EXERCISE INPUT: Begin

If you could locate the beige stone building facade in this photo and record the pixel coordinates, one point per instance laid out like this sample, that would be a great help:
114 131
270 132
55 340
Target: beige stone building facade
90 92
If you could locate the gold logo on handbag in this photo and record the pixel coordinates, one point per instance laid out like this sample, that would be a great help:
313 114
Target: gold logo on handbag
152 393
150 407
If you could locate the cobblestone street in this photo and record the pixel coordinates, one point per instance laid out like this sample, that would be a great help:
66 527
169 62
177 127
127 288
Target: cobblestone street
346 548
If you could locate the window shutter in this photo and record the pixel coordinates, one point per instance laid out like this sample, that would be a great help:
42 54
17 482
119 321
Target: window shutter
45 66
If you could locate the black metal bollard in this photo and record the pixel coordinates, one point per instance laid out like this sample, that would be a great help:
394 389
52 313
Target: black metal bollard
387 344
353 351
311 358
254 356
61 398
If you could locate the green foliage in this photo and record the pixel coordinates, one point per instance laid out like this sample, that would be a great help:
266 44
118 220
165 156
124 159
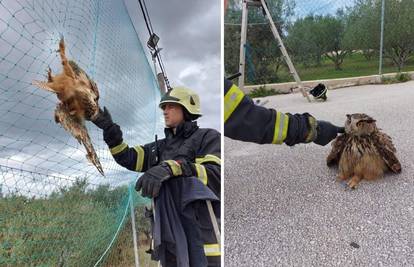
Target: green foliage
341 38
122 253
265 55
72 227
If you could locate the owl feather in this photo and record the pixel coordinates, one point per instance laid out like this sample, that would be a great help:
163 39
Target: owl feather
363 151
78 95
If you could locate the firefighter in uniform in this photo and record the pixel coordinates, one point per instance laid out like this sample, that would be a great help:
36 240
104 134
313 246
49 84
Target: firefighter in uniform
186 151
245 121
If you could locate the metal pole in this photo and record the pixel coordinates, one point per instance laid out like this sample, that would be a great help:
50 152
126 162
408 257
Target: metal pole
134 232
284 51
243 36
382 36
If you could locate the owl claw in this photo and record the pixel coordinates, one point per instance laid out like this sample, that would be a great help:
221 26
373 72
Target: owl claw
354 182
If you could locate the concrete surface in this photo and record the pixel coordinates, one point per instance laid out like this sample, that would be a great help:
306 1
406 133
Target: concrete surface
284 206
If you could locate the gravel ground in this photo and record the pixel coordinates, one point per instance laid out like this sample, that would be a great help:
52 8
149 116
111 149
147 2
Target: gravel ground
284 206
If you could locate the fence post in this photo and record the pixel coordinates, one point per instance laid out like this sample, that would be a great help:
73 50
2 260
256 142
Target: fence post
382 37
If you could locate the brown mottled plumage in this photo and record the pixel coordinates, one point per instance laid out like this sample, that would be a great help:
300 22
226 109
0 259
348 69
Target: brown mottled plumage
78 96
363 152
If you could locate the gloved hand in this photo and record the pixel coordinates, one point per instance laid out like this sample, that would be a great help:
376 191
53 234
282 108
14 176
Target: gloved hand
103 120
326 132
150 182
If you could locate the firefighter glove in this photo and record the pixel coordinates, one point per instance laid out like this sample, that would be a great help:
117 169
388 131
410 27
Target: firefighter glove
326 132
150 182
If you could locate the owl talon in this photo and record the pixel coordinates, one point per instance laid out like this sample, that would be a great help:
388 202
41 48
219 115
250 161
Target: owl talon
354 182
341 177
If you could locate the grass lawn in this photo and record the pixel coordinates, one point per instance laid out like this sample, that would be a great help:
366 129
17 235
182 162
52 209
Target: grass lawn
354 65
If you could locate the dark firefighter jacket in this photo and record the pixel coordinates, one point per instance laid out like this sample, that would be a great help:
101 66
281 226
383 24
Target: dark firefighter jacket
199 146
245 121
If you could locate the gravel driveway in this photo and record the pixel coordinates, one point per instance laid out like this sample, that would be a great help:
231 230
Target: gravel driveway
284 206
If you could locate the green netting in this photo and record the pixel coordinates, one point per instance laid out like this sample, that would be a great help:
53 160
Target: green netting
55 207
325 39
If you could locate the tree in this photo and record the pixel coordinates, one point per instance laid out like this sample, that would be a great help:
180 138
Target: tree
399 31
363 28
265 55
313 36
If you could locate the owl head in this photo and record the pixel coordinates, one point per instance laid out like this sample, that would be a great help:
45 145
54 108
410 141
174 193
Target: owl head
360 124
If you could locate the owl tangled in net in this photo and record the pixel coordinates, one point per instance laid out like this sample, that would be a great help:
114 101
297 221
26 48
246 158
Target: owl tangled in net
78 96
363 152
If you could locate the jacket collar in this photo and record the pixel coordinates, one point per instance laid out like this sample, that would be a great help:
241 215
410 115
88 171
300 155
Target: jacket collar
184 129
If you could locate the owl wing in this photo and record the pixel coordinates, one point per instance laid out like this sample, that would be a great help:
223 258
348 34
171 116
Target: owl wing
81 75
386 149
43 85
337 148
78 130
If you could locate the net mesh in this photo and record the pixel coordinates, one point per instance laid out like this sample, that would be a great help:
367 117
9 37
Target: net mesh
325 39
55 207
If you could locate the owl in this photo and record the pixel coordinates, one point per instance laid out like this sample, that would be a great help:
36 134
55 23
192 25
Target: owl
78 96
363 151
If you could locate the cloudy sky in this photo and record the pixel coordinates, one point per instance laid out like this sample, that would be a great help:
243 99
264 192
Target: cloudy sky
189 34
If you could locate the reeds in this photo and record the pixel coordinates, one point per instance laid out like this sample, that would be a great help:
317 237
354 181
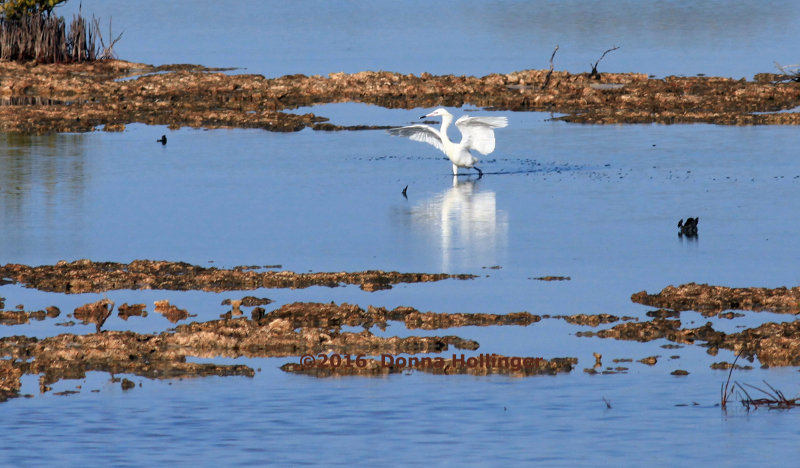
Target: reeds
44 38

EXERCISE INPUT: End

**TASK TO CARRY OUT**
Nothing but the text is wanted: repeat the data above exactly, without its images.

**REPLY**
If you could locate the beige stone building facade in this photo and record the pixel coordinates, one point per instance laid out like this sample, that would be a great help:
114 131
270 132
55 340
Target: beige stone building facade
90 92
If you could locate the gold logo on handbag in this photo and record the pixel coordinates, one point per instance laid out like this sample, that would be a great help:
313 114
Target: gold logo on handbag
152 393
150 407
If you could locate the cobblestone street in this photo and record the pixel coordinates, one point per instance laid out like this sample, that would be a great help:
66 527
169 62
177 127
127 288
Target: cobblestone street
346 548
If you could locate the window shutter in this photo and record the pixel coordinates, one point per instance laid out like this sample, that would be a great help:
42 54
17 482
119 321
Target: window shutter
45 66
If you could locate the black metal bollard in this photo and record the pixel coordinates, one point per instance laid out like this sample, that would be a great help:
394 389
52 313
Target: black metal bollard
387 344
353 351
311 358
254 356
61 398
If you could locate the green foliage in this photo and record the pixel coordinates, one point per instance laid out like this sample, that would be a great help:
266 44
118 220
165 156
124 159
Target: green foliage
341 38
122 253
265 55
72 227
If you could locate the owl feather in this photo and record the pixel coordinates, one point per instance laid out like this sample, that would be a great help:
163 39
Target: owl feather
363 151
78 95
If you could locate the firefighter in uniform in this photo and record the pixel coordinates, one point per instance laid out like this sample, that would be a great help:
36 240
104 134
313 246
49 84
Target: firefighter in uniform
186 151
245 121
If you could locate the metal pole in this photo and record the pixel coordinates, one point per instance laid out like this sample, that would be a great help:
50 152
126 162
408 257
Target: metal pole
134 232
284 51
243 36
382 36
If you could locate the owl claw in this photo and record the pixel coordinates, one point per instance laid out like this sample, that would be a great help:
221 26
373 72
Target: owl claw
354 182
If you could locate the concrete surface in this photo and record the pixel coordinates, one point per instance laid out like this sample, that would be a great help:
306 1
406 133
Target: concrete surface
284 206
If you could locate the gravel ground in this photo and record the pixel coordinates, one point per instance laid out like this sample, that would be a great help:
52 8
149 116
111 149
147 2
Target: gravel ground
284 206
If you could locate the fence post in this photo and record the pixel coordinates, one point per instance laid out like this sample, that would be a great help:
73 50
2 260
256 142
Target: fence post
382 37
If you could locate the brown mottled plumage in this photo and record the pixel coordinates, one point per instance laid out like this sample, that would be a great help:
300 22
226 109
0 259
348 69
Target: brown mottled plumage
78 96
363 152
If you could locate the gloved hand in this photo and record the pixel coordinates, one point per instance laid out like this sample, that would be a great help:
376 191
53 234
282 108
14 176
Target: gloved hand
103 120
326 132
150 182
If you could locate the firefighter glove in this photo and record the pixel coordinates, one point per instance laid out like this sample, that would be a great help:
117 169
388 131
410 27
Target: firefighter glove
326 132
150 182
If you could locate the owl talon in this photo and record the pixel coordinates, one point per instance laid out like this sample, that would be a great help:
388 202
41 48
219 115
250 161
Target: owl talon
354 182
341 177
If you could locate the grass lawn in this photo and record the pixel coordinates, one point per instance laid out like this sample, that would be a great help:
366 129
17 235
182 162
52 209
Target: grass lawn
354 65
If you could locate the dark firefighter jacket in this photo and record the pixel coordinates, one point per instance laid out like this sample, that would be a great help:
101 66
281 226
383 24
Target: dark firefighter jacket
199 146
245 121
If you could locate the gravel driveway in this photo and record the pixel coordinates, one point per instance laid out like this sample, that would be a great help:
231 230
Target: gravel driveway
284 206
If you could locate the green netting in this photo and record the pixel coordinates, one point per instance laid out like this sample, that would be a great help:
53 160
Target: green netting
55 207
325 39
If you could locate the tree in this photo and record the pixel coordinates, one point per instance laid out like this sample, that would be a great help:
180 138
Target: tree
399 31
363 28
265 55
313 36
If you could locate the owl head in this photo and record the pixel coordinates, one point per instance laid out like this sample, that would be a great help:
45 145
54 108
410 141
174 193
Target: owl head
360 124
If you could locate the owl tangled in net in this photo and record the pixel coordinates, one point per instance laid out like this sample, that would be a great help:
114 101
297 221
26 48
246 158
Target: owl tangled in net
78 96
363 152
If you could locate the jacket collar in this photo and record the pixel coordinates, one point per instance laid out like this sample, that would be a great help:
241 215
410 115
88 171
300 155
Target: jacket collar
184 129
If you could locate the owl wing in this photo and record the pixel coordinates, one point per instance laid out like this sample, that would be a great help:
223 258
348 34
171 116
Target: owl wing
81 75
386 149
43 85
337 148
78 130
If you could locate the net mesh in this photo and record the pixel coordinates, one point per instance laid out like this sample, that would be a great help:
367 117
9 37
Target: net mesh
325 39
55 207
If you could locate the owl in this photo and record the pixel coordinates, one point per instance laid out like this sample, that would be a great help:
36 134
55 23
192 25
Target: owl
78 96
363 151
If you could locate the cloudy sky in this photo and record the pixel coordinates, one point per instance laid out like this sample, that would be a great help:
243 99
264 192
Target: cloudy sky
189 34
If you could locate the reeds in this photo and record the pixel coordinates, one point per instance laid out like this sample, that would be a great help:
317 237
354 181
Target: reeds
44 38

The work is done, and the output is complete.